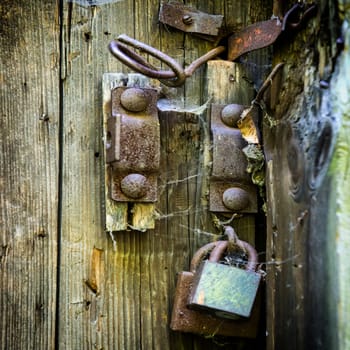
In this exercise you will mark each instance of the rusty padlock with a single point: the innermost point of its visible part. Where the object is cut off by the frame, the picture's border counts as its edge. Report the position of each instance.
(186, 320)
(226, 291)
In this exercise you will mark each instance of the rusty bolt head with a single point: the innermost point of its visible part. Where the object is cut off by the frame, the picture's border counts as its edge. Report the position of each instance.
(134, 100)
(187, 19)
(231, 114)
(134, 186)
(235, 199)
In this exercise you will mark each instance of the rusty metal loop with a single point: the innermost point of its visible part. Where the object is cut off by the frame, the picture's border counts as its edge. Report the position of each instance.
(217, 253)
(200, 254)
(231, 234)
(136, 62)
(174, 77)
(252, 255)
(309, 12)
(217, 249)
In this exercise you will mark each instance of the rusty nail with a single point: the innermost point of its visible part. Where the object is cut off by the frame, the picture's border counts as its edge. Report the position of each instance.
(134, 100)
(231, 114)
(235, 199)
(187, 19)
(134, 186)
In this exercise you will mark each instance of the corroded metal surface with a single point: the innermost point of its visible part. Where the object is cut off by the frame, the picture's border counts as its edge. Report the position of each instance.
(189, 19)
(229, 165)
(226, 291)
(253, 37)
(184, 319)
(133, 145)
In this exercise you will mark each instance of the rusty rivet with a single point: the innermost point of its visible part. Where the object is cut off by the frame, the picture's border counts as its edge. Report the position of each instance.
(187, 19)
(231, 114)
(235, 199)
(134, 100)
(134, 186)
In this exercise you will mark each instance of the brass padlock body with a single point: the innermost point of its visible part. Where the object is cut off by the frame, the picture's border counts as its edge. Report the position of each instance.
(224, 291)
(184, 319)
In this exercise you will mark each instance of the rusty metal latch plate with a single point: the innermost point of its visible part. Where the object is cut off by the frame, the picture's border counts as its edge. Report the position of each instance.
(190, 20)
(231, 189)
(133, 145)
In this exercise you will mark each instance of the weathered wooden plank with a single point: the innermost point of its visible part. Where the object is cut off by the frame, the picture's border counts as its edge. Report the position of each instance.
(85, 312)
(29, 176)
(299, 138)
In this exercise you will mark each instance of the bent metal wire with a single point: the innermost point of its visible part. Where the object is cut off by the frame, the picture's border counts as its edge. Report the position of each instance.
(253, 37)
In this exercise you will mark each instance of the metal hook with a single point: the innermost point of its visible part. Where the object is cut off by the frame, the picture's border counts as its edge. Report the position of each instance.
(174, 77)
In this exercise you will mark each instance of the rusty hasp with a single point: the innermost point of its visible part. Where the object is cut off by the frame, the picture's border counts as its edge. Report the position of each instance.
(133, 145)
(188, 19)
(231, 189)
(184, 319)
(253, 37)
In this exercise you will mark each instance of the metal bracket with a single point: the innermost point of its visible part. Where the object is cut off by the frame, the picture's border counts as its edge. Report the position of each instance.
(133, 145)
(231, 189)
(188, 19)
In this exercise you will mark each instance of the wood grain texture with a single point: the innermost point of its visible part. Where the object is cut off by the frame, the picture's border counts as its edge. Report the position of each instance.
(29, 128)
(115, 290)
(300, 133)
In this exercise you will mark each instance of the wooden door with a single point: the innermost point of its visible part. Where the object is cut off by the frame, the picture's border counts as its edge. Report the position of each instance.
(66, 283)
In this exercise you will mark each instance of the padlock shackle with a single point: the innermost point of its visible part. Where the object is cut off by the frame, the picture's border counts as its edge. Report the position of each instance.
(252, 254)
(219, 250)
(200, 255)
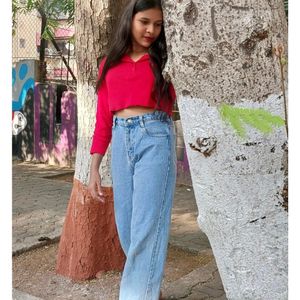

-- WHAT NEEDS TO BE DONE --
Copy every row above that contains the word "wooden". Case counts, so a row that has the word only with different capitalization does not match.

-- ANSWER TO THE PROBLEM --
In this exercise you will mark each instance of the weathered wooden plank with a single point: the innermost point of its visible part. Where the object is cut off by the frame, the picture's border counts as its edge. Report the position of each instance.
In this exercise you will mark each instance of the wooden door with a single point: the innermost point of its visible part. Where the object is cut off by the frame, the picture's border counts as its edge. Report the position of each instance.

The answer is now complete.